[Exercise objective]: Return exactly the lines of the entries, from the one with "Target: light pole" to the last.
━━ Source information ━━
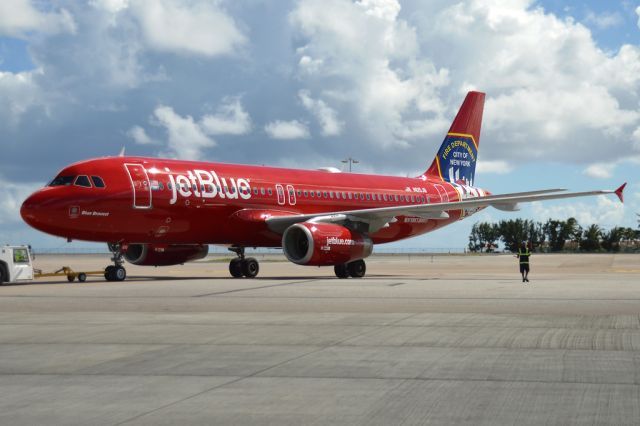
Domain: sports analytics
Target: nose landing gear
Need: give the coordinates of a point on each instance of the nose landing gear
(355, 269)
(243, 266)
(115, 272)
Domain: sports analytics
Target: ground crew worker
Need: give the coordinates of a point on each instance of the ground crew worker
(523, 256)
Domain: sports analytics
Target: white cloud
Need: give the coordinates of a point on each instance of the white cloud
(496, 167)
(18, 93)
(364, 51)
(19, 17)
(600, 171)
(11, 197)
(186, 140)
(607, 211)
(197, 27)
(229, 119)
(603, 20)
(139, 136)
(326, 116)
(287, 130)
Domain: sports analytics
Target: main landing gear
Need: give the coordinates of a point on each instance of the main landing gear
(355, 269)
(243, 266)
(115, 272)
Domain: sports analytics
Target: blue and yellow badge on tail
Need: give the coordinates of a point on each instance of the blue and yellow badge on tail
(456, 159)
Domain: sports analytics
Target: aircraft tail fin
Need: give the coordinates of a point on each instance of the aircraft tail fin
(457, 156)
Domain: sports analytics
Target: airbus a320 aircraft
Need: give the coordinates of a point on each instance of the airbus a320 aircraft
(154, 211)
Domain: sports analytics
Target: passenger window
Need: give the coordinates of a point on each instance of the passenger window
(97, 181)
(62, 181)
(82, 180)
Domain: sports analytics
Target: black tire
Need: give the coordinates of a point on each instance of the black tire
(119, 273)
(108, 273)
(357, 269)
(250, 267)
(341, 270)
(235, 268)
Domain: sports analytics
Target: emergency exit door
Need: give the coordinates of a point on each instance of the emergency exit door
(140, 184)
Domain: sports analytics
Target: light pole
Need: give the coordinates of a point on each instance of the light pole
(350, 161)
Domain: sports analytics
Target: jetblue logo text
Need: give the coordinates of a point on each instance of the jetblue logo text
(205, 184)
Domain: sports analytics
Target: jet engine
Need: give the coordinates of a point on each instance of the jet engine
(323, 244)
(164, 255)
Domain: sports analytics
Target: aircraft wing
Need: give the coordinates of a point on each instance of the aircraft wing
(377, 218)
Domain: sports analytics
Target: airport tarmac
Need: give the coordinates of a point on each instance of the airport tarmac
(445, 339)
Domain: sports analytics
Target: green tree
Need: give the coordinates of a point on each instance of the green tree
(591, 239)
(474, 239)
(611, 240)
(483, 237)
(558, 232)
(513, 232)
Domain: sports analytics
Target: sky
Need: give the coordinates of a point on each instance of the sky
(308, 83)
━━━
[Final answer]:
Target: light pole
Need: give the coordinates of a point on each instance of the light pole
(350, 161)
Domain: sports analytics
Target: jetblue logo text
Need: give the coordinates of a point on each instance of the jetblue logo text
(205, 184)
Domain: sports analytics
Target: jet engine
Need: give the coordinates of a point on each instance of the jet engine
(323, 244)
(164, 255)
Domain: sports analytics
Target: aircraft wing
Need: give the coordinates of a point on each instance of the aircraft wing
(377, 218)
Domain: sports analytics
Target: airport tarmac
Need: give the coordinates of a point on each instance of the airport tarmac
(445, 339)
Domain: sports analytics
Target: green tree
Need: give the coordinates of a point on each instance of the green tree
(591, 239)
(474, 239)
(611, 240)
(483, 237)
(558, 232)
(513, 232)
Domain: sports analytics
Target: sky
Need: give the coordinates of a point on each instance of the sky
(308, 83)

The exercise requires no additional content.